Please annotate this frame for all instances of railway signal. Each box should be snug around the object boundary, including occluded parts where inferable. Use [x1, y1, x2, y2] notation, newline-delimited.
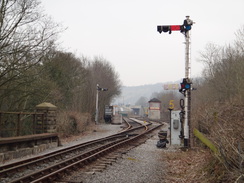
[98, 87, 108, 91]
[157, 25, 184, 34]
[157, 16, 194, 148]
[179, 78, 191, 94]
[157, 16, 194, 37]
[95, 84, 108, 124]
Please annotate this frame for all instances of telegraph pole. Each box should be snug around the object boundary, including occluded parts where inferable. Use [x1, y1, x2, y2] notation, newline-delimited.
[157, 16, 194, 147]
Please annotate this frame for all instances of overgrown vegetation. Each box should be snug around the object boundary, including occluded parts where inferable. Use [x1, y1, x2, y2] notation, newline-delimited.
[164, 148, 212, 183]
[190, 26, 244, 182]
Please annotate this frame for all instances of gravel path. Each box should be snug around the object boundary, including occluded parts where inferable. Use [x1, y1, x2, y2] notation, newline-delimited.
[68, 123, 175, 183]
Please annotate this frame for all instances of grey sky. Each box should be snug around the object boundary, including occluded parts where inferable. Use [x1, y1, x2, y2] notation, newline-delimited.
[41, 0, 244, 86]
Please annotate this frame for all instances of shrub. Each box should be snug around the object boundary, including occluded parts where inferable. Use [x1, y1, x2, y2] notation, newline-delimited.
[56, 111, 91, 136]
[193, 100, 244, 182]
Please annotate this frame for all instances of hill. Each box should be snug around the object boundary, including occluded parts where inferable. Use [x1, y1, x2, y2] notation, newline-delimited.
[113, 83, 165, 105]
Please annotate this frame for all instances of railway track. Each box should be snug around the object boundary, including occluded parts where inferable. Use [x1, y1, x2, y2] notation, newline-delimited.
[0, 118, 162, 183]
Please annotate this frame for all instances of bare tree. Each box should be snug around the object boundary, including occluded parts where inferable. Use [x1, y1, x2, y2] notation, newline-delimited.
[85, 57, 121, 121]
[0, 0, 61, 110]
[191, 26, 244, 181]
[42, 51, 88, 111]
[235, 25, 244, 54]
[198, 42, 244, 103]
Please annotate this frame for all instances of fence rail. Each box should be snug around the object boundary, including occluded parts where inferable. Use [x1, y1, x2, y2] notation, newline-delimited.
[0, 111, 45, 138]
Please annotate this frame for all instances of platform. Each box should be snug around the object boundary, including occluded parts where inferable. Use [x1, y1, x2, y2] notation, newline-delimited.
[0, 133, 59, 163]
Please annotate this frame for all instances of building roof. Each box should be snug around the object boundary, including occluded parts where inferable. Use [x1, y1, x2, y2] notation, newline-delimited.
[148, 98, 161, 103]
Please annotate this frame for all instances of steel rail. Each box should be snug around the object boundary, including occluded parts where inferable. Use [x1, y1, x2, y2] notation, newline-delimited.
[10, 124, 162, 183]
[35, 124, 162, 183]
[0, 134, 126, 178]
[1, 123, 143, 173]
[118, 117, 132, 132]
[42, 123, 162, 183]
[10, 137, 130, 183]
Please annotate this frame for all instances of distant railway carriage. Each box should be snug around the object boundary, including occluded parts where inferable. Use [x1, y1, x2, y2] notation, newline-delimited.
[104, 105, 113, 122]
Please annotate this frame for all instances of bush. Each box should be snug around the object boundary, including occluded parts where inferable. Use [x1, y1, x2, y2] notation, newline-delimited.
[56, 111, 91, 136]
[193, 100, 244, 182]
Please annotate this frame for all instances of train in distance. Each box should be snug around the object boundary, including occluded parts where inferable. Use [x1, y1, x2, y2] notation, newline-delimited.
[104, 105, 113, 123]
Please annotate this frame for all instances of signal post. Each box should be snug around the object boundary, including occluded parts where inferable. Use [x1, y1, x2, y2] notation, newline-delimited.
[95, 84, 108, 125]
[157, 16, 194, 147]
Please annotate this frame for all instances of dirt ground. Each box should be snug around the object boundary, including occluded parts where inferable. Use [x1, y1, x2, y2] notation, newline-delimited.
[163, 148, 213, 183]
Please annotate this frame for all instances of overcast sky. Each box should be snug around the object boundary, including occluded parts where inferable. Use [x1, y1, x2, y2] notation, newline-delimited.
[41, 0, 244, 86]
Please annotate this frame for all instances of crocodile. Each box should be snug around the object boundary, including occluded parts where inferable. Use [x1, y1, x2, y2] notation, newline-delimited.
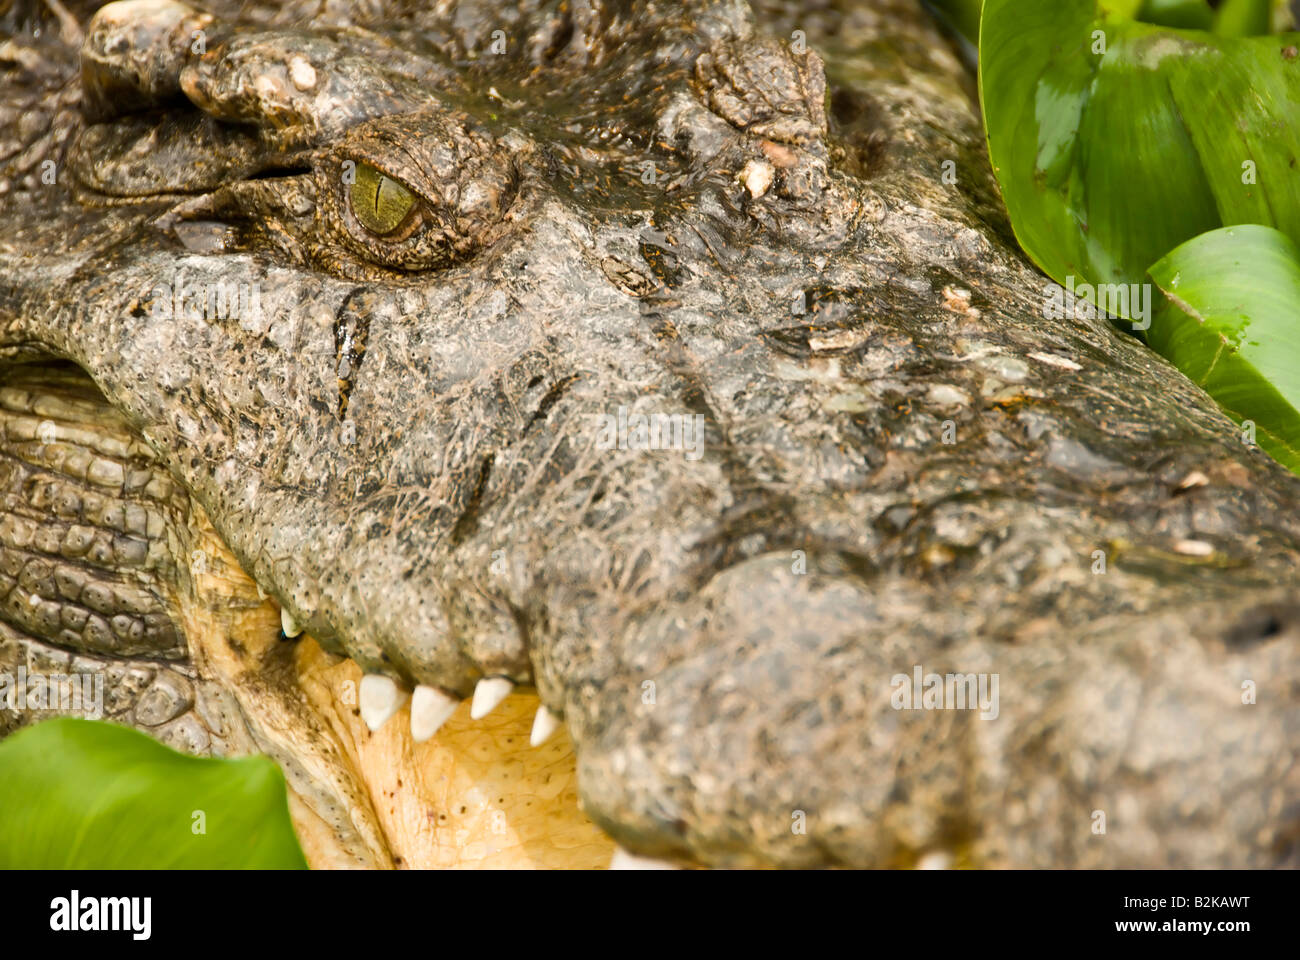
[1, 0, 1298, 870]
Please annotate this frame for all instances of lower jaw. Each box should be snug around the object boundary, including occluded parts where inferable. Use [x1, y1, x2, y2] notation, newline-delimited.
[290, 640, 614, 869]
[180, 515, 614, 869]
[1, 361, 612, 869]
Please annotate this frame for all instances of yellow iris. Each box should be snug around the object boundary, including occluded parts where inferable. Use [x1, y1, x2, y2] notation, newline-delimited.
[350, 162, 416, 235]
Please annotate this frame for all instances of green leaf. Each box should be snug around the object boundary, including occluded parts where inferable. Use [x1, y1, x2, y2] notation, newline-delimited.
[1139, 0, 1214, 31]
[927, 0, 984, 46]
[932, 0, 1284, 48]
[928, 1, 1282, 53]
[0, 718, 307, 869]
[979, 0, 1300, 294]
[1147, 225, 1300, 472]
[1213, 0, 1280, 37]
[978, 0, 1300, 474]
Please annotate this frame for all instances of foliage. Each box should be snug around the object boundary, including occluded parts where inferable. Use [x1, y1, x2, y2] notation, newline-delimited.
[0, 718, 307, 869]
[962, 0, 1300, 471]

__Task requirements__:
Keep the pictures out and transcribe the listing exactly.

__Reply__:
Please annotate this frame for all instances of railway signal. Each box should be snug around the object boundary, including occluded parts where inferable. Use [x1, y1, x2, y2] notation, newline-delimited.
[98, 87, 108, 91]
[157, 25, 184, 34]
[157, 16, 194, 148]
[179, 78, 191, 94]
[157, 16, 194, 37]
[95, 84, 108, 124]
Please annotate this frame for all instances of telegraph pole. Each box should be snug around the object boundary, including occluded parts where inferable. Use [x1, y1, x2, y2] notation, newline-delimited.
[157, 16, 194, 147]
Please annotate this frame for all instances of overgrown vegetation. Each box should be snug around the object boundary, including occluded parts where inferable. Use [x1, y1, x2, y2] notation, newline-delimited.
[164, 148, 212, 183]
[190, 26, 244, 182]
Please annotate this frame for all instances of gravel path. Each box should be snug around the object boundary, including occluded parts where inferable. Use [x1, y1, x2, y2] notation, newline-delimited.
[68, 123, 175, 183]
Please annotate this frame for all instances of grey sky. Each box should be snug around the object boundary, including occluded parts where inferable. Use [x1, y1, x2, y2] notation, newline-delimited.
[41, 0, 244, 86]
Please annotate this frame for all instances of shrub. Each box should be snug around the object boundary, including occluded parts where inferable. Use [x1, y1, x2, y2] notation, newline-delimited.
[56, 111, 91, 136]
[193, 100, 244, 182]
Please annotate this frame for all instances of hill. Each box should be snug around the object boundary, including occluded parts where inferable. Use [x1, y1, x2, y2] notation, newline-delimited.
[113, 83, 165, 105]
Please annotate this frame for all instances of railway track. Each box should be snug around the object boundary, including occluded parts where inferable. Use [x1, y1, x2, y2] notation, newline-delimited.
[0, 118, 162, 183]
Please annotate this frame for all instances of bare tree. Each box should be snug around the object boundary, including occluded parts where inferable. Use [x1, y1, x2, y2] notation, newline-delimited.
[85, 57, 121, 121]
[0, 0, 61, 110]
[191, 26, 244, 181]
[42, 51, 88, 111]
[235, 25, 244, 54]
[198, 42, 244, 103]
Please annotate this frame for all instances of fence rail. Each box should be snug around the object boundary, including occluded parts where inferable. Use [x1, y1, x2, y2] notation, newline-delimited.
[0, 111, 45, 138]
Please annotate this frame for all instances of platform. Each box should be snug around the object boundary, including occluded parts where inferable. Use [x1, y1, x2, y2] notation, newline-delimited.
[0, 133, 59, 163]
Please annotate this frame for all instances of building roof. Each box should be snug around the object boundary, including occluded parts where inferable. Use [x1, y1, x2, y2] notation, newline-delimited.
[148, 98, 161, 103]
Please annotate this frame for all instances of steel rail. Each box should be snug around the object boundary, including occluded parts where inferable. Use [x1, y1, x2, y2] notation, newline-delimited.
[10, 124, 162, 183]
[35, 124, 162, 183]
[0, 134, 126, 178]
[1, 123, 143, 173]
[118, 117, 132, 132]
[42, 123, 162, 183]
[10, 137, 130, 183]
Please annotate this frame for all instances of distant railway carriage. Each box should be snug around the object boundary, including occluded parts where inferable. Use [x1, y1, x2, y2] notation, newline-delimited.
[104, 105, 113, 122]
Please annotate this frame for all instances of bush. Each box should be snug around the object boundary, including occluded parts where inferable. Use [x1, y1, x2, y2] notation, newline-delimited.
[56, 111, 91, 136]
[193, 100, 244, 182]
Please annotate this frame for all instances of train in distance. Each box should be snug around the object boundary, including occluded parts where inferable. Use [x1, y1, x2, y2] notation, newline-delimited.
[104, 105, 113, 123]
Please annotate this frame for all instances of signal post. Each box should be snug around the object boundary, including occluded parts where inferable. Use [x1, y1, x2, y2] notation, newline-delimited.
[95, 84, 108, 125]
[157, 16, 194, 147]
Please annotate this frame for all instances of dirt ground. Each box should be snug around the object boundary, including occluded parts where inferable. Use [x1, y1, x2, y2] notation, newline-delimited.
[163, 148, 213, 183]
Please annotate this frame for all instances of overcast sky. Each box should be snug around the object boundary, including occluded parts where inferable. Use [x1, y1, x2, y2] notation, newline-delimited.
[41, 0, 244, 86]
Please annotate this frame for all instances of crocodile. Each box should be snug around the object boundary, including occluded parts where inferable. Use [x1, y1, x2, y2] notation, newline-delimited.
[1, 0, 1298, 870]
Please annotate this frame for all instances of lower jaw. Each box should be snug around the object boundary, including occluded parts where inferable. Use [x1, y1, x2, y2] notation, newline-delimited.
[290, 640, 614, 869]
[180, 515, 614, 869]
[1, 361, 612, 869]
Please annotate this frame for all instances of yellow iris. Each box should be snug around the object boundary, including occluded parts where inferable. Use [x1, y1, x2, y2] notation, newline-delimited.
[350, 162, 416, 235]
Please annotate this frame for all instances of green leaf. Each box should be snug around the object boundary, including occluded parts where inferable. Use [x1, y1, x2, y2] notation, newline-delimited.
[1139, 0, 1214, 31]
[927, 0, 984, 46]
[932, 0, 1284, 48]
[928, 1, 1282, 53]
[0, 718, 307, 869]
[979, 0, 1300, 294]
[1147, 225, 1300, 472]
[1213, 0, 1280, 37]
[978, 0, 1300, 474]
Please annotate this frame for all instances of foliage. Each box should be snug around the object boundary, including occluded parts where inferable. Use [x1, y1, x2, y2] notation, newline-delimited.
[0, 718, 307, 869]
[962, 0, 1300, 471]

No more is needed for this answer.